● **Problem requirements**:
Count the lines in the items below that contain the word "blurred", and reply with that number only.

#####

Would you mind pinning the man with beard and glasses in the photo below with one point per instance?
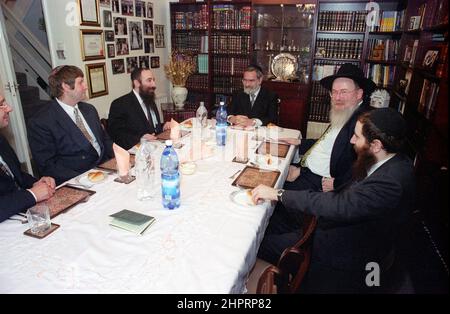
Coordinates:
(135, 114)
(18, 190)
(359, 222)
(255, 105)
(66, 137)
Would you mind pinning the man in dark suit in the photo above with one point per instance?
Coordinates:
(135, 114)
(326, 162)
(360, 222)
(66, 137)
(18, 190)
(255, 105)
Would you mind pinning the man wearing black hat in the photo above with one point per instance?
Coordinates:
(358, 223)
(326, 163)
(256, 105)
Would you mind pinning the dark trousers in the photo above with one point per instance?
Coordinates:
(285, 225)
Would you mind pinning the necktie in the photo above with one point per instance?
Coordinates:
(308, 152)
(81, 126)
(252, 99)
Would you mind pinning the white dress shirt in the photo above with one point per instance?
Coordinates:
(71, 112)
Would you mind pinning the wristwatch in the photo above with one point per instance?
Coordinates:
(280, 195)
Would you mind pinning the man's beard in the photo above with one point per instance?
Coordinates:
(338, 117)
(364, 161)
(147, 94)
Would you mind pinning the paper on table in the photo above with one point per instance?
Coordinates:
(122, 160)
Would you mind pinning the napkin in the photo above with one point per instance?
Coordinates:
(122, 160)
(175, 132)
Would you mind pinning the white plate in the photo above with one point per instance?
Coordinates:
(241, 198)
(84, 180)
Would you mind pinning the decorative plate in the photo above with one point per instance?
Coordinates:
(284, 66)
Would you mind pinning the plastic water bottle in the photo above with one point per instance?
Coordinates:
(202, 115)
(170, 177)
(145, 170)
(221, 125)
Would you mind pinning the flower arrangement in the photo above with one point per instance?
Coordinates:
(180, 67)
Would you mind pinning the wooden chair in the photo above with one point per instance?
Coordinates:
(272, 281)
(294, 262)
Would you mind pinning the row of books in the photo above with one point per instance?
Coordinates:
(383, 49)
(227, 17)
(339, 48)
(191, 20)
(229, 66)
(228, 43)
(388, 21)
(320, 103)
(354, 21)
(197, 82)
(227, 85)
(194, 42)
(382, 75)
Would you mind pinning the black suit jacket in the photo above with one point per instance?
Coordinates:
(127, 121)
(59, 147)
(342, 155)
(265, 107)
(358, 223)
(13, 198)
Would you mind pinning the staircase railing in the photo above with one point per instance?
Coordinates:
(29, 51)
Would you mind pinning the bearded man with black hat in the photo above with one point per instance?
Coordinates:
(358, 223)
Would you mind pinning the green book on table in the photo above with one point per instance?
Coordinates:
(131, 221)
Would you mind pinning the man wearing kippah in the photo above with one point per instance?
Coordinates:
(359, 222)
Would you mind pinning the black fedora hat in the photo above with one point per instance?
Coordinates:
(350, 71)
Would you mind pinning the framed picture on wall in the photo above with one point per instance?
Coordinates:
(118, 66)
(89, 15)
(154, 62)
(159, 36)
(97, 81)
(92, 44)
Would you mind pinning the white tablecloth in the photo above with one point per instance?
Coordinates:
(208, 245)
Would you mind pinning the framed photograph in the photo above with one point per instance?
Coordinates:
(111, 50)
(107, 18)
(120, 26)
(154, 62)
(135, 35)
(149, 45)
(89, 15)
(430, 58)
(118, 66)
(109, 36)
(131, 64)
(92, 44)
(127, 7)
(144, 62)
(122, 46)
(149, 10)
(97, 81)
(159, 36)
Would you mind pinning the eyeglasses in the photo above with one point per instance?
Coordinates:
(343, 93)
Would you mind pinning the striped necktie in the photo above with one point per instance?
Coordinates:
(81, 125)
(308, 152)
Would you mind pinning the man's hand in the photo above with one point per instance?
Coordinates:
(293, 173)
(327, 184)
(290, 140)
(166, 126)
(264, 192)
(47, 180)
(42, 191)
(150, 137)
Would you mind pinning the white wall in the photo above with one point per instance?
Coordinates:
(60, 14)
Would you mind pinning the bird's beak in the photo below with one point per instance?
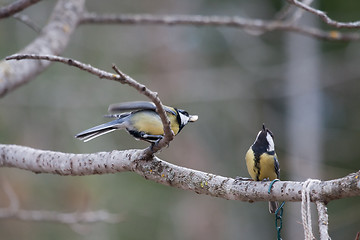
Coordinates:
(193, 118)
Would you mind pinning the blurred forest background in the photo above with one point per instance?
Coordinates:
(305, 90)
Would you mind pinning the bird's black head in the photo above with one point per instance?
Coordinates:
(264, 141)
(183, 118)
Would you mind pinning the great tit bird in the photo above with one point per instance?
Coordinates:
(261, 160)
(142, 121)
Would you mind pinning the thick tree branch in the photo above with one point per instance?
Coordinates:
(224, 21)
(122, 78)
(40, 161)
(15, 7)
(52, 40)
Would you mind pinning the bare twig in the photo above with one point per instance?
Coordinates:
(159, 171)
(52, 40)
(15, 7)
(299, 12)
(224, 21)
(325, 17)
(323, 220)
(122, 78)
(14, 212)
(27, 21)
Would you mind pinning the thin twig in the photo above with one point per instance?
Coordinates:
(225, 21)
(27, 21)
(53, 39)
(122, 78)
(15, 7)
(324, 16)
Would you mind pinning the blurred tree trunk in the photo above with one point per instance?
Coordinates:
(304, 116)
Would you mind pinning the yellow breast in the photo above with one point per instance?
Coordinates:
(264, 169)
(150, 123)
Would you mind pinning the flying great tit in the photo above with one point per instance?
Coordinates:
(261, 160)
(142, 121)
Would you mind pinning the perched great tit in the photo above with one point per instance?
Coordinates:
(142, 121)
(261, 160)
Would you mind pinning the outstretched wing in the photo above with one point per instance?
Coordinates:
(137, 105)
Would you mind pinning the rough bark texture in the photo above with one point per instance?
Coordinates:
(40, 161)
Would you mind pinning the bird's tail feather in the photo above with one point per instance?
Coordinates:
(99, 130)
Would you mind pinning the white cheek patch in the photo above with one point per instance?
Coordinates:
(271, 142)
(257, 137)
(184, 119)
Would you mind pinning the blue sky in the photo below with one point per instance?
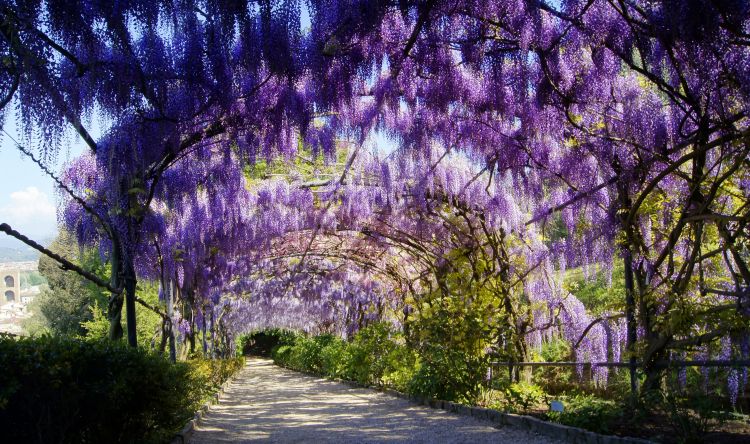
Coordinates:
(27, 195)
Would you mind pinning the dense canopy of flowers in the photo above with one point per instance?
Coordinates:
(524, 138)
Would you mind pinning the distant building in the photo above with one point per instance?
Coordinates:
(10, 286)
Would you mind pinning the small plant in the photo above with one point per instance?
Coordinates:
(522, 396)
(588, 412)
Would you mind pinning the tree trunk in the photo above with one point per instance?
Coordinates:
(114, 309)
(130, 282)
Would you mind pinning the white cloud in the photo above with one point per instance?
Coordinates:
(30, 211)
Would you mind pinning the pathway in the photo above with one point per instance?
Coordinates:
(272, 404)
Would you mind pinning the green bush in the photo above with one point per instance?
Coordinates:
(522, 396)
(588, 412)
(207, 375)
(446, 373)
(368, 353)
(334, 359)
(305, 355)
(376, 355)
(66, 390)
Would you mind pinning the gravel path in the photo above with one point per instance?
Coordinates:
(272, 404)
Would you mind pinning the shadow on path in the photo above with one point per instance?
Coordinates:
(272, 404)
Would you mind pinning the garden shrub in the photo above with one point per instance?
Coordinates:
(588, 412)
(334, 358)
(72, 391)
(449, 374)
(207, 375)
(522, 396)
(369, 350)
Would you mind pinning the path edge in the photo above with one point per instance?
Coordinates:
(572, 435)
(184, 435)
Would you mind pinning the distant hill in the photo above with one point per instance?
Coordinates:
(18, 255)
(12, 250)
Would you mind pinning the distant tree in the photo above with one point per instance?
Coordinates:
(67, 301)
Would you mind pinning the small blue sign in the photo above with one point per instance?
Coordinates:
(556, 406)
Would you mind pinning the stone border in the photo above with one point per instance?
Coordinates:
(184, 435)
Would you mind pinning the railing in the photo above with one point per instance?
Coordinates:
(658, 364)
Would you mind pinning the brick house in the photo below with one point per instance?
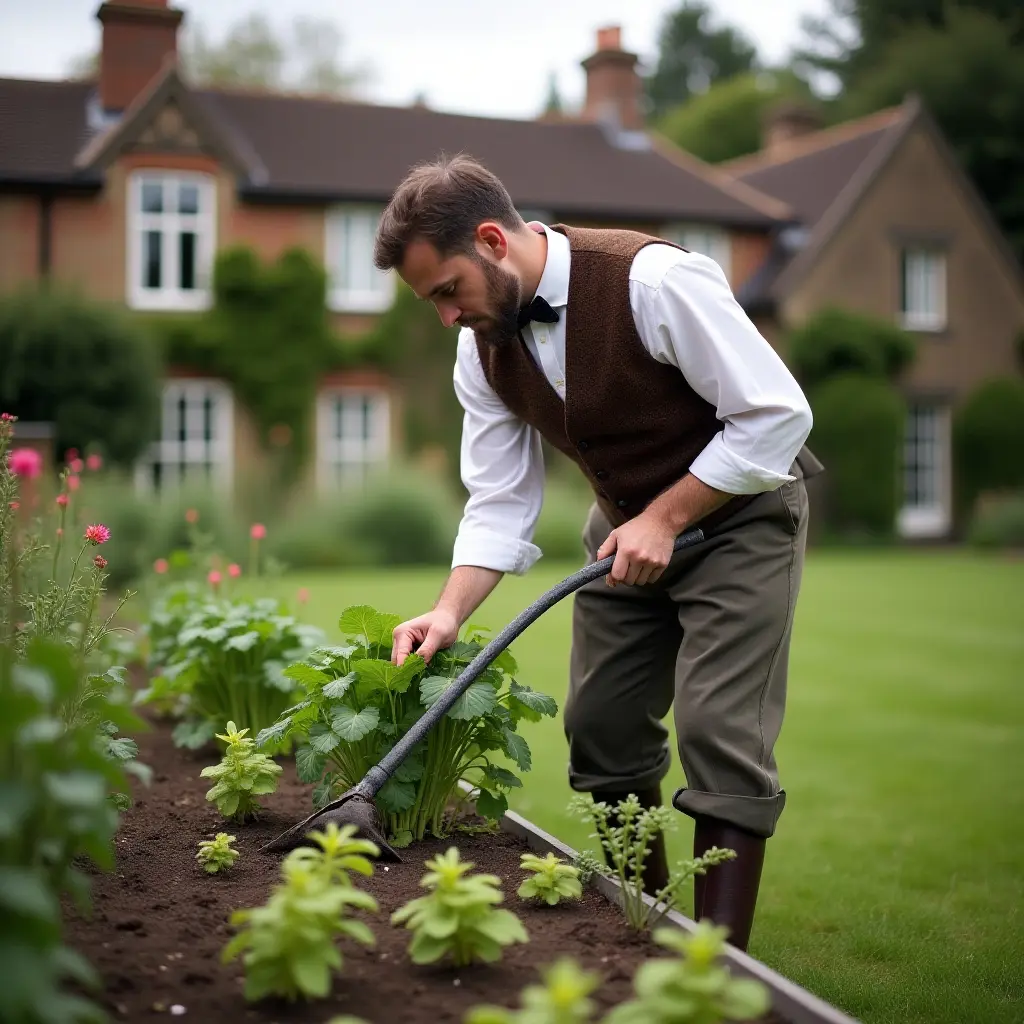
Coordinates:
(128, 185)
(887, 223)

#####

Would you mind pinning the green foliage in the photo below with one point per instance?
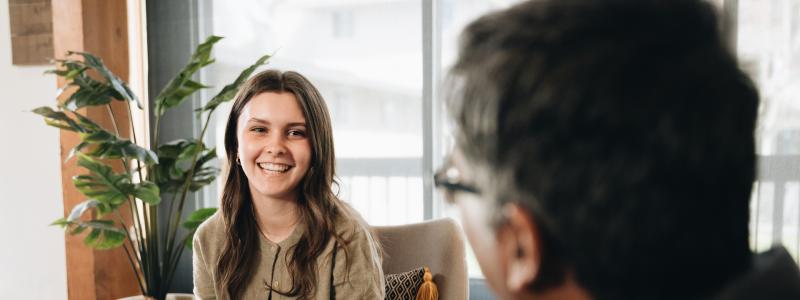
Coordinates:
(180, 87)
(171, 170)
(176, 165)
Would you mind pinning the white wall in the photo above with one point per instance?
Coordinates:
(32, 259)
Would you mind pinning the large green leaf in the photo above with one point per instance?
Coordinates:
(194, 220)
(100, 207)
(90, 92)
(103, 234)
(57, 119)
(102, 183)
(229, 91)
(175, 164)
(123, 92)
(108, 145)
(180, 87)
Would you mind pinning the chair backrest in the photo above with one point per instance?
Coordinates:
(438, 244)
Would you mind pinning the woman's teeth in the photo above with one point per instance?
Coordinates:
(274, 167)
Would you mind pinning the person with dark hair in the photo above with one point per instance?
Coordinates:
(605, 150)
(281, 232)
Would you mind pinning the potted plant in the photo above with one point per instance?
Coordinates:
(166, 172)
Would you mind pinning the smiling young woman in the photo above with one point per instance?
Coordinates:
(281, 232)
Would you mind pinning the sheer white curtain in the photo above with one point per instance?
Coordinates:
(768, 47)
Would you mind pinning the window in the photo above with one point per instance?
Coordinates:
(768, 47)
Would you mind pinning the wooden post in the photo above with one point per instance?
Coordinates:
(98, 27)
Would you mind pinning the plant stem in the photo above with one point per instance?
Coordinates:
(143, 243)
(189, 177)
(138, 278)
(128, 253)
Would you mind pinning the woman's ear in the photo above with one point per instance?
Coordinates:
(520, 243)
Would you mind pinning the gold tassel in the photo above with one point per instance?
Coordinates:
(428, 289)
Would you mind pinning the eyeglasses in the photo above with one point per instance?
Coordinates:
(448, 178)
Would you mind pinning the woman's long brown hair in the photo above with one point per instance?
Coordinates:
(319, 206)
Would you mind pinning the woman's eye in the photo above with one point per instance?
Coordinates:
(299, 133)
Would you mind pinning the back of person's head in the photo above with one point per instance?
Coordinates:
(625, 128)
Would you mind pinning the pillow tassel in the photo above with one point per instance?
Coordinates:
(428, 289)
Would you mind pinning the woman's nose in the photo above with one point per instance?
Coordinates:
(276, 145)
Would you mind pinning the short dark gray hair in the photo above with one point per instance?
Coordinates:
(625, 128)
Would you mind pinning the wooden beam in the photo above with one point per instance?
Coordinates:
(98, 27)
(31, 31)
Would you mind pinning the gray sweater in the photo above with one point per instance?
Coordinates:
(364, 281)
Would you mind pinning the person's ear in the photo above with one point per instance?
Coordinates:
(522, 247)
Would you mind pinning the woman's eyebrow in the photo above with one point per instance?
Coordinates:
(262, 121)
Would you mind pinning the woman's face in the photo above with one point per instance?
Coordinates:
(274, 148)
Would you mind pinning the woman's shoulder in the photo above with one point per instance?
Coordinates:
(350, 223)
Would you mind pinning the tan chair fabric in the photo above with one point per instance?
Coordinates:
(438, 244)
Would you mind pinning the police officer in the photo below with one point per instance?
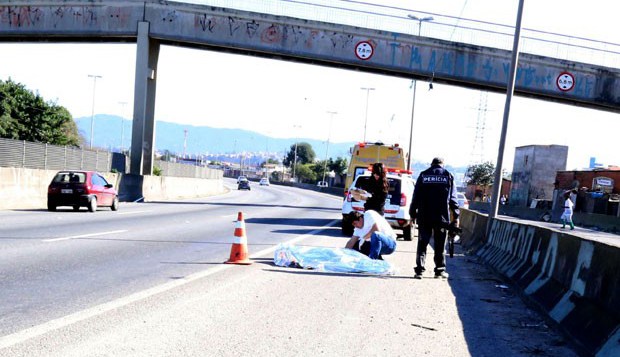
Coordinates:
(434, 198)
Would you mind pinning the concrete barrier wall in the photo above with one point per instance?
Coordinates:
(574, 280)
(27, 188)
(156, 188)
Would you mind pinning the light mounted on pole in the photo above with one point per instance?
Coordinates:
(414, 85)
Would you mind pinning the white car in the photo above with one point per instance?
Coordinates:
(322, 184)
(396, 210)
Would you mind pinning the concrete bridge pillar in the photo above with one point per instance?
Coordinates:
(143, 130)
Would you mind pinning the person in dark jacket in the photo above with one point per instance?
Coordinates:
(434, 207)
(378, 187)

#####

● **Reply to the task**:
2